### Short exercise:
Update the listing below by replacing each "pointing benchmark" with "localization test", keeping everything else the same.

### Information provided:

============

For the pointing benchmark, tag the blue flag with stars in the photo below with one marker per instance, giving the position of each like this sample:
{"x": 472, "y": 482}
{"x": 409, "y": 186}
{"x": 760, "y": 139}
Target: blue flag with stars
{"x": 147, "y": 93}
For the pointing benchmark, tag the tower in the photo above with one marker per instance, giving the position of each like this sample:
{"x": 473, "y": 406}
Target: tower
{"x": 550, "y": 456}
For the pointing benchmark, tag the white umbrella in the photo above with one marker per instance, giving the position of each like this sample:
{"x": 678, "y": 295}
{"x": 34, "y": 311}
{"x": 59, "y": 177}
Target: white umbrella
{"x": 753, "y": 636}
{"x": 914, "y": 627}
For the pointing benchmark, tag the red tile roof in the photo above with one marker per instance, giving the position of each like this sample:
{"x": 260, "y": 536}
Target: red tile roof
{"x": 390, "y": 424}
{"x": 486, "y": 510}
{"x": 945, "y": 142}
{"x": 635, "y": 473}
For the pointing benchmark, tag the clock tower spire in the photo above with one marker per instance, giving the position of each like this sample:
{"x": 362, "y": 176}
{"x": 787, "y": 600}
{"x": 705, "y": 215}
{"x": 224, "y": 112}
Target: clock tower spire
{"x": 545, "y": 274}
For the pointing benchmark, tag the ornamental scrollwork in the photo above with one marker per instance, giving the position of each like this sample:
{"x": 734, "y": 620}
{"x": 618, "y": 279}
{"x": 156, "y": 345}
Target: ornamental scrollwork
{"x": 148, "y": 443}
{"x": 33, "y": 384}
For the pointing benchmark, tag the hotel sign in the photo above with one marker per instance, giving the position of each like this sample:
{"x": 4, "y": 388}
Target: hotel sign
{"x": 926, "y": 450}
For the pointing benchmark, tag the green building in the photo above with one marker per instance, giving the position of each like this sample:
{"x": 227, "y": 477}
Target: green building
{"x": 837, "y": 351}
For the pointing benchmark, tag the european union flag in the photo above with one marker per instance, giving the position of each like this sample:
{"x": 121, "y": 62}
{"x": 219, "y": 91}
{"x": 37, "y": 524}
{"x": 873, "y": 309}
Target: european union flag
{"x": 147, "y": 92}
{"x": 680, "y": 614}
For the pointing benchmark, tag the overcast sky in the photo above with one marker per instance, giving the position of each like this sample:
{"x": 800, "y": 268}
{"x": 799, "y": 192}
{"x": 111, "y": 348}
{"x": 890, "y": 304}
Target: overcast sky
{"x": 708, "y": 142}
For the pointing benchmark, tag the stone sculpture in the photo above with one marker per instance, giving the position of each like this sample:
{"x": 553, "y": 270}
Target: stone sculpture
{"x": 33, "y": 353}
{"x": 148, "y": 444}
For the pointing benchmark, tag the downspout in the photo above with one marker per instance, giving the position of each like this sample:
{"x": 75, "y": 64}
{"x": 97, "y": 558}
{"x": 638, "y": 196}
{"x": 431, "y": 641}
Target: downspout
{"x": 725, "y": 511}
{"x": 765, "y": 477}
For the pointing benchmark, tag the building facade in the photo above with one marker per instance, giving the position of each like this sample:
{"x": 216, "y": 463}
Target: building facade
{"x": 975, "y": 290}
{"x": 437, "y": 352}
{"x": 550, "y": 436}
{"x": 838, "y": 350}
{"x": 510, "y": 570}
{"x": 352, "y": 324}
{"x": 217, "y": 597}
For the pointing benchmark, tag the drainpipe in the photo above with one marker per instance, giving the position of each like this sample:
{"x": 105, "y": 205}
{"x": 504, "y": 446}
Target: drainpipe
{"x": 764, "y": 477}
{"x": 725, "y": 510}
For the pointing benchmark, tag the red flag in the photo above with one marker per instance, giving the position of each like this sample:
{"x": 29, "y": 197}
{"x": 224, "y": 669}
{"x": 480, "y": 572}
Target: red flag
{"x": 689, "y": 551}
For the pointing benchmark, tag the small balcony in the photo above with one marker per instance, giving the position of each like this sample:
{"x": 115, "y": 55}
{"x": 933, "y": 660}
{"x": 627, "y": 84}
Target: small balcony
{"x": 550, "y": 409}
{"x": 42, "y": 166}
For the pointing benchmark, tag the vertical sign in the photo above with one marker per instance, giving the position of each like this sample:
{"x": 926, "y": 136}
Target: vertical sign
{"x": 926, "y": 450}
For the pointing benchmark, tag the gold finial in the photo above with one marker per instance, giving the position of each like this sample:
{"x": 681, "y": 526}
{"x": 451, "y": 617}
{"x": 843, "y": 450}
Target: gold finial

============

### Response to this exercise:
For the localization test, tag the blue flag with stars in the photo below with one marker per instance, giving the position of each like this sample:
{"x": 472, "y": 482}
{"x": 409, "y": 186}
{"x": 760, "y": 139}
Target: blue flag with stars
{"x": 147, "y": 93}
For the localization test, tag the tower in the photo above with one marker per instance, giving the position of each like this sample:
{"x": 473, "y": 406}
Target: tower
{"x": 550, "y": 456}
For the localization test, tag the white umbrella in the photo above with one marker per instance, giving the position of each like this sample:
{"x": 678, "y": 295}
{"x": 34, "y": 311}
{"x": 59, "y": 177}
Target: white umbrella
{"x": 753, "y": 636}
{"x": 914, "y": 627}
For the localization test, tag the red tile roof in the photo above with one marker per instance, giving the position of each like this sample:
{"x": 260, "y": 536}
Target: red tile roof
{"x": 390, "y": 424}
{"x": 486, "y": 510}
{"x": 945, "y": 142}
{"x": 635, "y": 473}
For the localization test, tag the clock tower spire in the photo above with one marker per instance, giving the position of each like this sample:
{"x": 362, "y": 176}
{"x": 787, "y": 600}
{"x": 705, "y": 215}
{"x": 224, "y": 112}
Target: clock tower spire
{"x": 545, "y": 274}
For the localization test, tag the ornamental scrollwork in the photo above with one marker per instance, giving the position of each like this sample:
{"x": 734, "y": 620}
{"x": 618, "y": 279}
{"x": 156, "y": 345}
Target: ornamental scrollwork
{"x": 148, "y": 443}
{"x": 33, "y": 384}
For the localization test, tag the hotel sign in the photo above with one marker per instance, giving the position of each like this sample:
{"x": 4, "y": 388}
Target: hotel sign
{"x": 926, "y": 450}
For the localization test, tag the green building in the photo above with one marker per instance, giving the position of each like this sample:
{"x": 227, "y": 477}
Target: green building
{"x": 837, "y": 351}
For the localization test, tag the european union flag in the photo above with one marker per instance, giving the position of each like this sample:
{"x": 121, "y": 62}
{"x": 219, "y": 91}
{"x": 37, "y": 524}
{"x": 873, "y": 309}
Target: european union flag
{"x": 147, "y": 92}
{"x": 680, "y": 614}
For the localization test, tag the overcast sky in the photo above with one marker per instance, giving the position of each like this sample:
{"x": 800, "y": 268}
{"x": 799, "y": 192}
{"x": 111, "y": 348}
{"x": 890, "y": 304}
Target: overcast sky
{"x": 708, "y": 142}
For the localization test, tag the stone sculpture in the photo above with one marker per instance, giving the position of each like this sample:
{"x": 553, "y": 270}
Target: stone sculpture
{"x": 33, "y": 353}
{"x": 148, "y": 444}
For the localization test, tag the downspout in the photo above with one marker per instance, giving the position of each like this sample:
{"x": 75, "y": 64}
{"x": 97, "y": 558}
{"x": 638, "y": 196}
{"x": 431, "y": 641}
Target: downspout
{"x": 725, "y": 511}
{"x": 765, "y": 477}
For the localization test, tag the building facade in the photo above with one marker per instance, giving the position of each like this sample:
{"x": 216, "y": 463}
Target: building facade
{"x": 975, "y": 290}
{"x": 437, "y": 352}
{"x": 550, "y": 436}
{"x": 838, "y": 350}
{"x": 510, "y": 570}
{"x": 352, "y": 324}
{"x": 217, "y": 597}
For the localization test, tag the drainpipe in the photo above with one marker per instance, giving the position of each like this sample:
{"x": 105, "y": 205}
{"x": 504, "y": 446}
Target: drainpipe
{"x": 764, "y": 477}
{"x": 725, "y": 510}
For the localization test, tag the red flag in the photo above with one marker per instance, giving the position of each like this sample:
{"x": 29, "y": 197}
{"x": 224, "y": 669}
{"x": 480, "y": 572}
Target: red flag
{"x": 689, "y": 551}
For the localization test, tag the small balcony in the photo above with one marker per instance, giving the position of each like this sample:
{"x": 115, "y": 55}
{"x": 933, "y": 660}
{"x": 627, "y": 84}
Target: small balcony
{"x": 550, "y": 409}
{"x": 42, "y": 166}
For the localization test, tag the vertical sign in the photo above with one marker per instance, giving the position of each like this sample:
{"x": 926, "y": 136}
Target: vertical sign
{"x": 926, "y": 450}
For the localization test, tag the gold finial in the photo above with one marker per instance, giving the position of each like this sample:
{"x": 681, "y": 526}
{"x": 451, "y": 617}
{"x": 843, "y": 450}
Target: gold finial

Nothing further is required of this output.